■ WHAT THE TASK REQUIRES:
Pull out every line of the data below that contains the word "clear", and copy each one in full. Only matches in the same letter case count.

Point annotations for photos:
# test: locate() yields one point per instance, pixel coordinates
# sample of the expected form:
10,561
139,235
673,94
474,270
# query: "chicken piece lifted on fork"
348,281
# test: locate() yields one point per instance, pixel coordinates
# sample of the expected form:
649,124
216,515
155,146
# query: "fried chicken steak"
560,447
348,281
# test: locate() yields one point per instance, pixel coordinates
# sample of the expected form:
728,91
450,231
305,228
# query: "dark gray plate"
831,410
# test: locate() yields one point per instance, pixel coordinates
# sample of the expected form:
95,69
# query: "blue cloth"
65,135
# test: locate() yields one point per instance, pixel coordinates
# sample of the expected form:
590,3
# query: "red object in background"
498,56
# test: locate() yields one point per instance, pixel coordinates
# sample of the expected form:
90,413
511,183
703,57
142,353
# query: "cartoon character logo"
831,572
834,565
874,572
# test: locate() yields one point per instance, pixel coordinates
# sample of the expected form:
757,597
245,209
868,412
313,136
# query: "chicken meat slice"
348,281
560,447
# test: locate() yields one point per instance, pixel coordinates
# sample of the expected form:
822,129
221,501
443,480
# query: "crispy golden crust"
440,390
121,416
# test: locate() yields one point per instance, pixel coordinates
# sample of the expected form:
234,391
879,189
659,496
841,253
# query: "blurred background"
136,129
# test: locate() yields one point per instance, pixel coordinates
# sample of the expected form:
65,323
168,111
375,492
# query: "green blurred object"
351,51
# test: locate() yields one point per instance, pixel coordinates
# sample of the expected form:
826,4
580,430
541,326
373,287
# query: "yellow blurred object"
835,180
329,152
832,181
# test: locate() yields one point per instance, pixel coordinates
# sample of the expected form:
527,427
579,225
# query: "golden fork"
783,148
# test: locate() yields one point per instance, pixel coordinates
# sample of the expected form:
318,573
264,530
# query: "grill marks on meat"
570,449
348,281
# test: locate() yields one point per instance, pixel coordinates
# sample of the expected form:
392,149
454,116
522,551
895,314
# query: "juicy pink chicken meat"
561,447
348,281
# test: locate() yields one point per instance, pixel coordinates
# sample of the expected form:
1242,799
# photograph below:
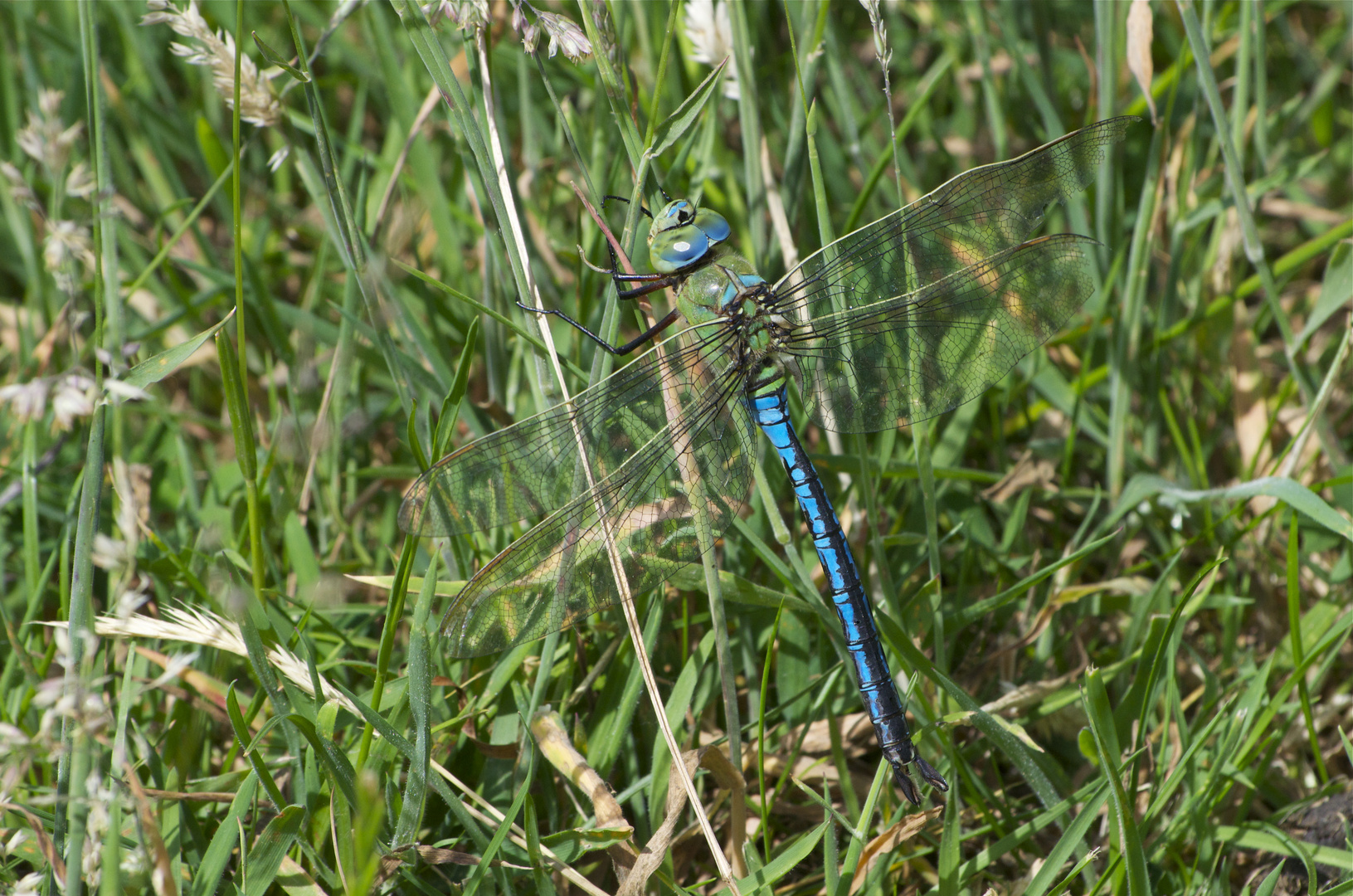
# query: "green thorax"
716,285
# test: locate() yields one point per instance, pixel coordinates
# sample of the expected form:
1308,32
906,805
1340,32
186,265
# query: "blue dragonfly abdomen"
896,323
847,596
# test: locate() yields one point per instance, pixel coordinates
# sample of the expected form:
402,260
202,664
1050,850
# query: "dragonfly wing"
975,216
919,355
531,469
562,569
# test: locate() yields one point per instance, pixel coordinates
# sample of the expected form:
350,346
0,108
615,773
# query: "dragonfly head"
682,235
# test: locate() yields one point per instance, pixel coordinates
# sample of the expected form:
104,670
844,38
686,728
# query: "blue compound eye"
677,248
713,225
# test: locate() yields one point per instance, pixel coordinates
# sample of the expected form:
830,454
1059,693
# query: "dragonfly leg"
615,349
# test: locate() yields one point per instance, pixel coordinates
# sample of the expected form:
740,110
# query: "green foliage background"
1132,665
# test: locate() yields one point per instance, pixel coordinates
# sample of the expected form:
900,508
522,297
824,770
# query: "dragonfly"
898,323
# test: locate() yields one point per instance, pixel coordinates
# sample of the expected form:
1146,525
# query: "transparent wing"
917,355
531,469
973,217
561,572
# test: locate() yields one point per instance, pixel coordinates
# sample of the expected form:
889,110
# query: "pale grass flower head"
463,14
525,27
564,36
129,602
217,51
66,255
19,187
27,401
73,398
279,158
46,137
98,797
21,835
711,34
876,22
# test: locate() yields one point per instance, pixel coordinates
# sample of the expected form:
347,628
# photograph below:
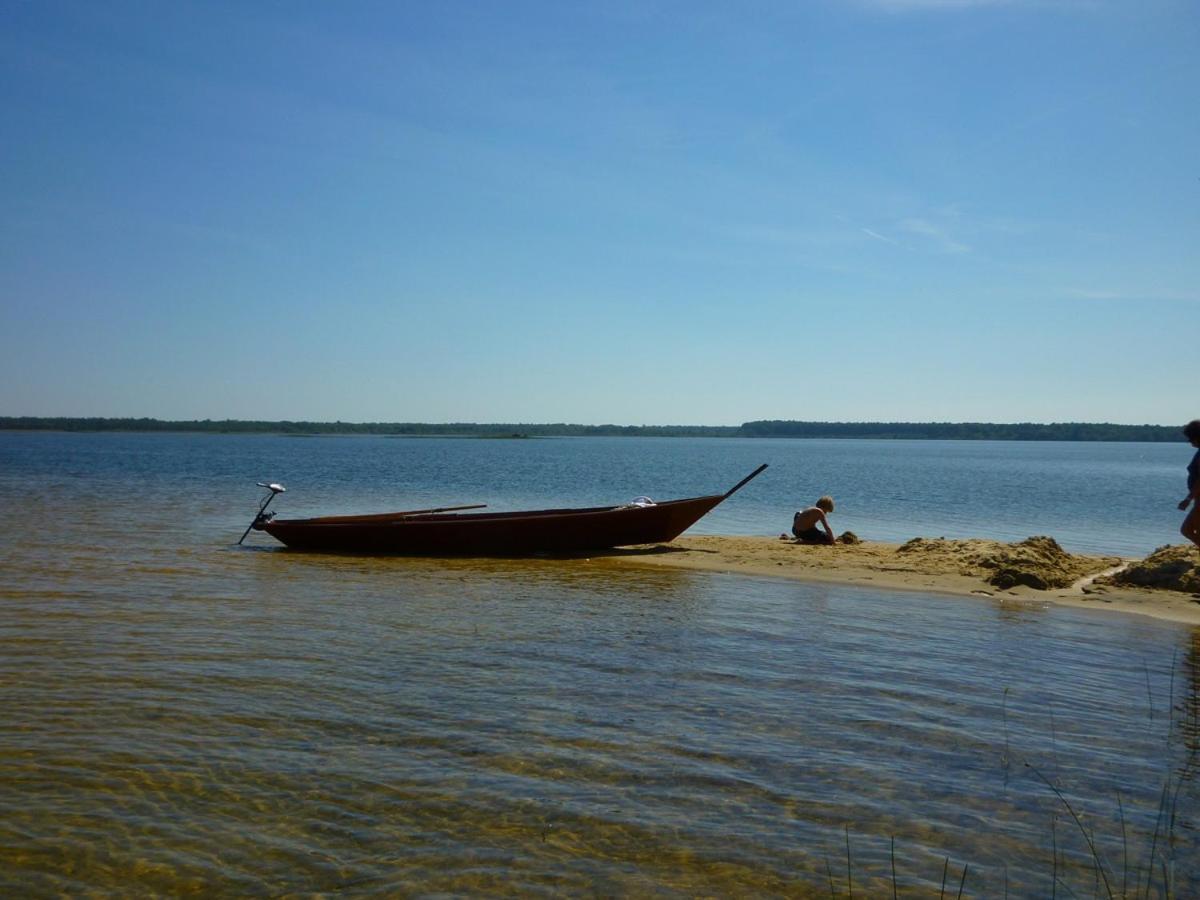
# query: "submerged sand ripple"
1036,569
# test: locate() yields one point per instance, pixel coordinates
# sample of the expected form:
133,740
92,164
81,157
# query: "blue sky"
645,213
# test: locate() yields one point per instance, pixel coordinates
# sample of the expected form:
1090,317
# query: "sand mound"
1036,562
1170,568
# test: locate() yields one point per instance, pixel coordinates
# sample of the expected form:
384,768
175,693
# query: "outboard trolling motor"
263,516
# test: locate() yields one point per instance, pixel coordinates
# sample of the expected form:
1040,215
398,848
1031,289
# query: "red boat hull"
495,533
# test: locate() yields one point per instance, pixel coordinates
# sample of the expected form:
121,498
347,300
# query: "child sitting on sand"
804,523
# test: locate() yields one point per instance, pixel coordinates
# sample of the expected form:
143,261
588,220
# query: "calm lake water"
181,714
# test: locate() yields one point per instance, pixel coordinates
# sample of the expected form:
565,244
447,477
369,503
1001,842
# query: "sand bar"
966,568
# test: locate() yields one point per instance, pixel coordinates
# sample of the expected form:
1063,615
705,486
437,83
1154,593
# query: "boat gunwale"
381,520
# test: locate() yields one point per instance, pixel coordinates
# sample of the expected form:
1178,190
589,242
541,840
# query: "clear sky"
631,213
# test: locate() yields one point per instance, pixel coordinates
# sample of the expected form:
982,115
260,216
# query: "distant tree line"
237,426
773,429
961,431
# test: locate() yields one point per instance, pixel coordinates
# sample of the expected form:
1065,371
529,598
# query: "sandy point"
1035,570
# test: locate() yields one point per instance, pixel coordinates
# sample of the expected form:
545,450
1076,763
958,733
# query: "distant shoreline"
772,429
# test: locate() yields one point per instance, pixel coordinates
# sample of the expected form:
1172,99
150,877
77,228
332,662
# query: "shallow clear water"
181,714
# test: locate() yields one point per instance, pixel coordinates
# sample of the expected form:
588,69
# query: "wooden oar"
387,516
743,483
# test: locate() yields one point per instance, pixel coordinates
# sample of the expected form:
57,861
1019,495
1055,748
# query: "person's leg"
1191,527
811,535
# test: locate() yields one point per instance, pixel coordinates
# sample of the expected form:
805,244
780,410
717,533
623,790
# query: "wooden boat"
451,532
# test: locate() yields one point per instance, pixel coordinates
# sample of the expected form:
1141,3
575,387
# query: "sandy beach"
1033,571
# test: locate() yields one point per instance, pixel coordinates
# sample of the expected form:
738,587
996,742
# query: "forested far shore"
772,429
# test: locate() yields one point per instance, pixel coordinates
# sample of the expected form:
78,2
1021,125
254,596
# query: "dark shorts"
811,535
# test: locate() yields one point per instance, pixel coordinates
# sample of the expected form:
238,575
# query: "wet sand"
963,568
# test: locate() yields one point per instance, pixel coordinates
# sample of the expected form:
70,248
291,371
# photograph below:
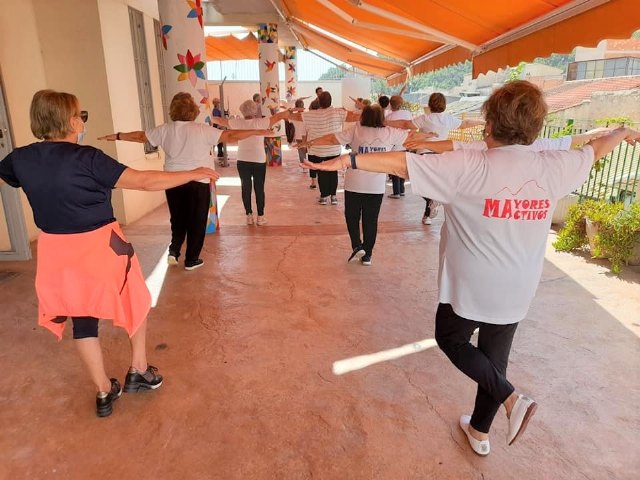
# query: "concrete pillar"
185,55
185,66
291,77
269,57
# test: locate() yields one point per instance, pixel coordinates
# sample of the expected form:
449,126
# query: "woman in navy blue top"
86,268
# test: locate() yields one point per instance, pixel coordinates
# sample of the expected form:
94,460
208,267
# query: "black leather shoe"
148,380
104,400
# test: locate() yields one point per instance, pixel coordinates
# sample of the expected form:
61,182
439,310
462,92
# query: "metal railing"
614,178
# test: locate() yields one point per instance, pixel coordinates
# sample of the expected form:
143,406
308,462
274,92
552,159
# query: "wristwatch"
353,156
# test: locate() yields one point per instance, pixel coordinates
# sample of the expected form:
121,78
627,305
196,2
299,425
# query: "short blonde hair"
248,108
515,113
183,108
51,114
396,102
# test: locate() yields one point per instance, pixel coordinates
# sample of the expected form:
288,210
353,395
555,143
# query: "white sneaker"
521,413
433,209
481,447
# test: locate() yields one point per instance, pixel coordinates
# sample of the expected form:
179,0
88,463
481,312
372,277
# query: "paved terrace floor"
247,344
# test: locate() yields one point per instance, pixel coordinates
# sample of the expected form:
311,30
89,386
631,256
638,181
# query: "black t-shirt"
68,185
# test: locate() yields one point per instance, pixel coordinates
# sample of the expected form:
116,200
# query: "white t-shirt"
366,140
251,149
187,145
398,115
300,129
562,143
498,206
439,123
321,122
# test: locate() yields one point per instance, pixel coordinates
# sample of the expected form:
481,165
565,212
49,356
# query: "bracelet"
353,156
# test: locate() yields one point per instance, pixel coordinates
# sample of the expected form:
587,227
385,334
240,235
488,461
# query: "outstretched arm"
138,137
278,116
328,139
234,136
470,122
389,162
404,124
152,180
605,144
223,122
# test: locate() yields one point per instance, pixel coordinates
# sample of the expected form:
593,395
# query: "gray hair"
248,108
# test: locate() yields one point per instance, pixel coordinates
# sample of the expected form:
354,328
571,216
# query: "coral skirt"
91,274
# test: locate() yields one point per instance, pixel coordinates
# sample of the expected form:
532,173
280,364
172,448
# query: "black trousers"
327,181
485,364
365,206
189,210
252,173
398,184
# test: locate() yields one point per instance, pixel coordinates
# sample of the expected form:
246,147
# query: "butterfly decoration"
196,10
165,34
190,68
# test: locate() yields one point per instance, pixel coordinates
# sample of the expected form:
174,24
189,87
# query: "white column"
291,77
185,55
269,56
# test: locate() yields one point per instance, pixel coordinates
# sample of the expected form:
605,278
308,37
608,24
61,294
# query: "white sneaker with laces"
521,413
433,211
481,447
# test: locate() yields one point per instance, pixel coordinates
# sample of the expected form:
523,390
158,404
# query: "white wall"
19,41
237,92
129,205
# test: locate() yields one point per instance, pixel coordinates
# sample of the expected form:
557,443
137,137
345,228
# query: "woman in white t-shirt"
187,145
498,204
439,123
363,191
396,113
251,158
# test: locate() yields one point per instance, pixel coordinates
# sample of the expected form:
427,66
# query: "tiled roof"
574,93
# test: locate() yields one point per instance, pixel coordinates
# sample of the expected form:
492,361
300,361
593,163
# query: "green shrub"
618,230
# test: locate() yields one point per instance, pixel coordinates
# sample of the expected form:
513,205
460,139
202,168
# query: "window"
136,22
163,79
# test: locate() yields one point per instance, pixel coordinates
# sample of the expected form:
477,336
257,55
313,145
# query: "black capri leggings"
83,327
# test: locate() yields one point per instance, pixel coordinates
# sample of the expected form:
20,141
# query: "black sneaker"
148,380
357,253
104,400
193,264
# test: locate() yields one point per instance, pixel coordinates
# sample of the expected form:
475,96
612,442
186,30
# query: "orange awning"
231,48
431,34
349,55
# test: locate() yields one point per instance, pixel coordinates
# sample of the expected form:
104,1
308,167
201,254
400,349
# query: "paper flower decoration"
196,10
190,68
165,34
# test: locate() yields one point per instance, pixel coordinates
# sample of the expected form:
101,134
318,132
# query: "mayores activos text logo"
529,202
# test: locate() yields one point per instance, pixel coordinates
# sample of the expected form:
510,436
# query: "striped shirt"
322,122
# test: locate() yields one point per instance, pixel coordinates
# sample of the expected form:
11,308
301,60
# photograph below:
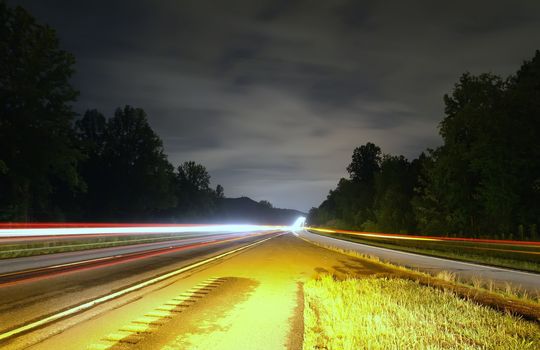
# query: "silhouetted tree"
195,197
266,204
220,193
38,161
127,171
366,161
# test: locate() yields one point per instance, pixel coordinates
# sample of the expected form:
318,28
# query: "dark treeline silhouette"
55,166
484,181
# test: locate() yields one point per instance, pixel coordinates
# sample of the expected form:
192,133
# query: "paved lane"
38,261
527,280
32,299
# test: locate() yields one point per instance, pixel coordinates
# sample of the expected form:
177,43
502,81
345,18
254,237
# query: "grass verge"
382,313
503,255
508,299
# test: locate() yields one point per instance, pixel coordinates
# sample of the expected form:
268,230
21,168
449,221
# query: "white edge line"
122,292
428,257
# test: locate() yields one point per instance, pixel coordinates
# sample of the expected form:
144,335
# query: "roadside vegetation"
389,313
503,297
483,181
520,257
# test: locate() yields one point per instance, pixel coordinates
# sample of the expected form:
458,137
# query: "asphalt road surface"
526,280
248,300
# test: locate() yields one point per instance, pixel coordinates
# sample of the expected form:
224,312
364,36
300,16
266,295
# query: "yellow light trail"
101,300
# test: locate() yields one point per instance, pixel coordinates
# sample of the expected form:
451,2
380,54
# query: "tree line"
484,181
56,165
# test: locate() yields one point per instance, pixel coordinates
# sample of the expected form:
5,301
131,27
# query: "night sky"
273,96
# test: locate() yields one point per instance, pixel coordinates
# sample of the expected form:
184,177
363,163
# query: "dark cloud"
272,96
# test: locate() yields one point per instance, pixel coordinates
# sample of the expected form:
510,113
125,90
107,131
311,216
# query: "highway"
466,271
250,299
224,290
34,288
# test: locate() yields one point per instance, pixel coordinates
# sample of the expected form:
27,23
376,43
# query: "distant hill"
246,210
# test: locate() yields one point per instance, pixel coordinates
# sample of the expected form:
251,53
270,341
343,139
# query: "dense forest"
56,165
484,181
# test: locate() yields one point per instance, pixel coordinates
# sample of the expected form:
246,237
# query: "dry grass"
380,313
507,298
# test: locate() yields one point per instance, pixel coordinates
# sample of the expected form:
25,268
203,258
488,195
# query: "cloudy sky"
273,96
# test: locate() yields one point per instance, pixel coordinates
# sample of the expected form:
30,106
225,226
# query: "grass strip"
508,299
389,313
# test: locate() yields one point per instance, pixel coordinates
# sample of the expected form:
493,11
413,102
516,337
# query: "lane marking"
101,300
131,334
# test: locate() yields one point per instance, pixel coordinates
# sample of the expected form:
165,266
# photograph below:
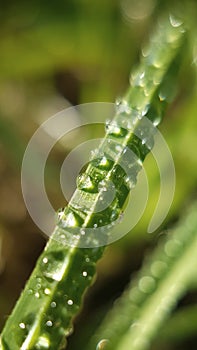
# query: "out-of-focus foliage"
76,51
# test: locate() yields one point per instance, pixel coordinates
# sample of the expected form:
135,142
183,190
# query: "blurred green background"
53,54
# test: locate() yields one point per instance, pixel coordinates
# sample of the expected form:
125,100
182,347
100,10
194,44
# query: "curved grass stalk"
42,317
165,277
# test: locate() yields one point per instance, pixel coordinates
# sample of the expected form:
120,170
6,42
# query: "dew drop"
112,128
71,220
53,304
123,107
156,121
45,260
43,342
49,323
85,183
102,344
30,291
55,268
22,325
60,214
82,231
118,148
47,291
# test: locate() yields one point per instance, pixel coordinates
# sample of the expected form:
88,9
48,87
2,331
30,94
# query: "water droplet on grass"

■ ANSWER TO THIS EXERCISE:
# query: "clear sky"
# query: "shallow clear water"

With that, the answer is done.